BEGIN WORKING DATA
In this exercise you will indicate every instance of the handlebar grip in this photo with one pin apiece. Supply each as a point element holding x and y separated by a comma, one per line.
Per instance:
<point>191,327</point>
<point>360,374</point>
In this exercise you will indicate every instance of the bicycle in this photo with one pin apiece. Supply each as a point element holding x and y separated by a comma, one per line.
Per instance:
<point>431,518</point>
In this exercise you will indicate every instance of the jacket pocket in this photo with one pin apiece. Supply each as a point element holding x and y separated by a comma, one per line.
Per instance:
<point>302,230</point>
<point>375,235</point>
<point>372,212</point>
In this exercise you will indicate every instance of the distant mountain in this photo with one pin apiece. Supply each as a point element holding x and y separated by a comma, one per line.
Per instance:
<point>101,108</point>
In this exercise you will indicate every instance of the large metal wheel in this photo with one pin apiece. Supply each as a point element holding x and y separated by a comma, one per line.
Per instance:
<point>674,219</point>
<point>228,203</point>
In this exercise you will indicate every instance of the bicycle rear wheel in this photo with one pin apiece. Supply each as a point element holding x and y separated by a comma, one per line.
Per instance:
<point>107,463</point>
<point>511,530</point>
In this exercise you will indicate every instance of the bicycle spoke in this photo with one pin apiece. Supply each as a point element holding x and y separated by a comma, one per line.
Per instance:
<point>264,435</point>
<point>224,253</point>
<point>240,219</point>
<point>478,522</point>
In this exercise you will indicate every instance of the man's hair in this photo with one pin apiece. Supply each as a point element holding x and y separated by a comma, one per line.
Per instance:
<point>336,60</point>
END WORKING DATA
#### [WHAT THE TASK ASKS]
Repeat the material from above exactly, word for word.

#### [RESULT BELOW]
In this exercise you will indicate every instance of the handlebar grip in this photo with one pin apiece. Supply each as a point element holding x and y separated by a comma, one per line.
Per instance:
<point>191,327</point>
<point>360,374</point>
In this exercise you will indicate every instance of the bicycle in this photo with one pin apiece. Supply each as a point element holding x and y separated by a comma, one per line.
Per instance:
<point>431,518</point>
In this exercise you will indicate every instance of the jacket pocket in this photo with one pin apiece. Supply each as a point element holding x and y separated by a comma, one per line.
Per instance:
<point>302,230</point>
<point>375,235</point>
<point>372,212</point>
In this exercise you will indicate every instance of the distant mountain in this photo with one pin apiece. Supply each as a point element holding x and y separated by a comma, one per line.
Per instance:
<point>101,108</point>
In this exercise you will indicate every instance of the large metal wheel in this photo with one pin apiece. Supply each as a point element holding x and y separated by a comma, one per line.
Per instance:
<point>674,219</point>
<point>228,203</point>
In this exercise you will indicate every instance of the bicycle rear wheel in this photo with one pin apiece. Supply each as a point element holding x and y separated by a comma, one per line.
Per instance:
<point>107,463</point>
<point>511,530</point>
In this exercise you will indicate every instance of the bicycle spoke in this photo with one pin apiece. Supply each as a point element holding x and y separated by a comma, one per line.
Per instance:
<point>264,435</point>
<point>224,253</point>
<point>240,219</point>
<point>478,522</point>
In this exercise you will indicate every instance of the man's hair in this photo with one pin apiece. Supply each as a point element holding x and y separated by a comma, one per line.
Per instance:
<point>336,60</point>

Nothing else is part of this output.